Reproduce the passage on noncompete clauses from "That is going" up to and including "the new rule.", substituting "top executives" for "senior executives" each time it occurs.

Extracted text
------------------------------

In the competitive world of finding and securing top-talent to lead fashion and luxury brands, noncompete clauses have come to play a significant role in how the industry’s biggest companies maintain their market-dominant positions. Traditionally reserved for scenarios in which companies were looking to safeguard proprietary information amassed by their highest-tier talent, companies across industries have increasingly looked to noncompete clauses to do more than protect technical know-how. In fact, it is relatively common to see noncompete provisions inserted into individuals’ contracts as part of a competitive power-play aimed at keeping them in their roles and maybe more importantly, preventing them from jumping ship to a competitor brand, thereby, impacting the mobility of employees at varying levels of the totem pole. 

That is going to change in the U.S., at least, where the Federal Trade Commission (“FTC”) voted in favor (3-2) of issuing a final rule to ban most new noncompete agreements, including those of senior executives. Specifically, the antitrust and consumer protection-focused agency’s final rule provides that it is “an unfair method of competition – and therefore a violation of section 5 [of the Federal Trade Commission Act] – for persons to, among other things, enter into noncompete clauses with workers on or after the final rule’s effective date.” For noncompete agreements entered into before the new rule takes effect, the FTC’s rule adopts a different approach for senior executives than for other workers. “For senior executives, existing noncompetes can remain in force,” but makes existing noncompetes with other workers unenforceable after the effective date of the new rule. 

The final rule approved by the Lina Khan-chaired FTC broadly defines a noncompete clause as “a term or condition of employment that prohibits a worker from, penalizes a worker for, or functions to prevent a worker from: (1) seeking or accepting work in the United States with a different person where such work would begin after the conclusion of the employment that includes the term or condition; or (2) operating a business in the United States after the conclusion of the employment that includes the term or condition.” And just as was the case with the proposed version of the noncompete ban that the FTC introduced back in January 2023, the final rule “broadly applies to noncompete agreements affecting virtually all workers – including employees, independent contractors, externs, interns, volunteers, apprentices or sole proprietors,” law firm Cooley states in a client alert. “There are narrow exceptions, including for existing agreements with senior executives.”

------------------------------

A block of data:

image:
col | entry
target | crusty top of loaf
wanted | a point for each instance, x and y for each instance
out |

------------------------------

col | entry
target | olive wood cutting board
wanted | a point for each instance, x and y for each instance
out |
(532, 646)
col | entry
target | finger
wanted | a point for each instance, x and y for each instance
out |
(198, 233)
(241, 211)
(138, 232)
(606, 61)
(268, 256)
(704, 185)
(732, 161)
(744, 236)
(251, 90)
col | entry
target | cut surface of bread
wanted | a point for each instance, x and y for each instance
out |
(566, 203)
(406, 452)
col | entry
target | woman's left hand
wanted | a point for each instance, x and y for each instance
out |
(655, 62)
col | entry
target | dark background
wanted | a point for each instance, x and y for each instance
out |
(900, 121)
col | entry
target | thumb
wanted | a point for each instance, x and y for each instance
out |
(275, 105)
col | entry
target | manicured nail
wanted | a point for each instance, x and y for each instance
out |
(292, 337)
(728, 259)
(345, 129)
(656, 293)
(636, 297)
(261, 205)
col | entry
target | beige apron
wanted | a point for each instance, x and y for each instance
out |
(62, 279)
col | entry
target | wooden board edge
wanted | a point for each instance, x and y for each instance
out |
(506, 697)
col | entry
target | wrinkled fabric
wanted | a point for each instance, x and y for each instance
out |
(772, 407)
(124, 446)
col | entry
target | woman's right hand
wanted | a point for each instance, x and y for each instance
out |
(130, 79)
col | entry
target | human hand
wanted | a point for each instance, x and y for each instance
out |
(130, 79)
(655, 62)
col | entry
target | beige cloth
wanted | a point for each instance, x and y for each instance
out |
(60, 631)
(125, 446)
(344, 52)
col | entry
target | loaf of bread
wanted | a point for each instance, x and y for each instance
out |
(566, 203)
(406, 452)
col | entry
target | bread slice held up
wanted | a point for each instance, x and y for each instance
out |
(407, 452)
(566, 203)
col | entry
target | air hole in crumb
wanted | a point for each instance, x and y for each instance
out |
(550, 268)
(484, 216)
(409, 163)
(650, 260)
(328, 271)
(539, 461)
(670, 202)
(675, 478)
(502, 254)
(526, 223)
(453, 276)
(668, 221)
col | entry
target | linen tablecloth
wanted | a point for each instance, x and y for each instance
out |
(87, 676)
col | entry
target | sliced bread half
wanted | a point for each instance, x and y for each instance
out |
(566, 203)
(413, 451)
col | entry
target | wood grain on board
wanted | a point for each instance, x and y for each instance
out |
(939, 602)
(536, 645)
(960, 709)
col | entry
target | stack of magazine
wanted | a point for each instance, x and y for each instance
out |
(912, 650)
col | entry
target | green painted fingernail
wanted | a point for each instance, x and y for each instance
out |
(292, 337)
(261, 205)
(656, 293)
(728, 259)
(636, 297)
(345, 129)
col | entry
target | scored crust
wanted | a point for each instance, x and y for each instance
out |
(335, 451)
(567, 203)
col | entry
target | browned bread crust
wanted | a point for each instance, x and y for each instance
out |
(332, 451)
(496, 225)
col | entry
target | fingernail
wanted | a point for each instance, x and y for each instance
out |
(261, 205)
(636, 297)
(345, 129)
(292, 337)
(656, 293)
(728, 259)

------------------------------

Answer in full
That is going to change in the U.S., at least, where the Federal Trade Commission (“FTC”) voted in favor (3-2) of issuing a final rule to ban most new noncompete agreements, including those of top executives. Specifically, the antitrust and consumer protection-focused agency’s final rule provides that it is “an unfair method of competition – and therefore a violation of section 5 [of the Federal Trade Commission Act] – for persons to, among other things, enter into noncompete clauses with workers on or after the final rule’s effective date.” For noncompete agreements entered into before the new rule takes effect, the FTC’s rule adopts a different approach for top executives than for other workers. “For top executives, existing noncompetes can remain in force,” but makes existing noncompetes with other workers unenforceable after the effective date of the new rule.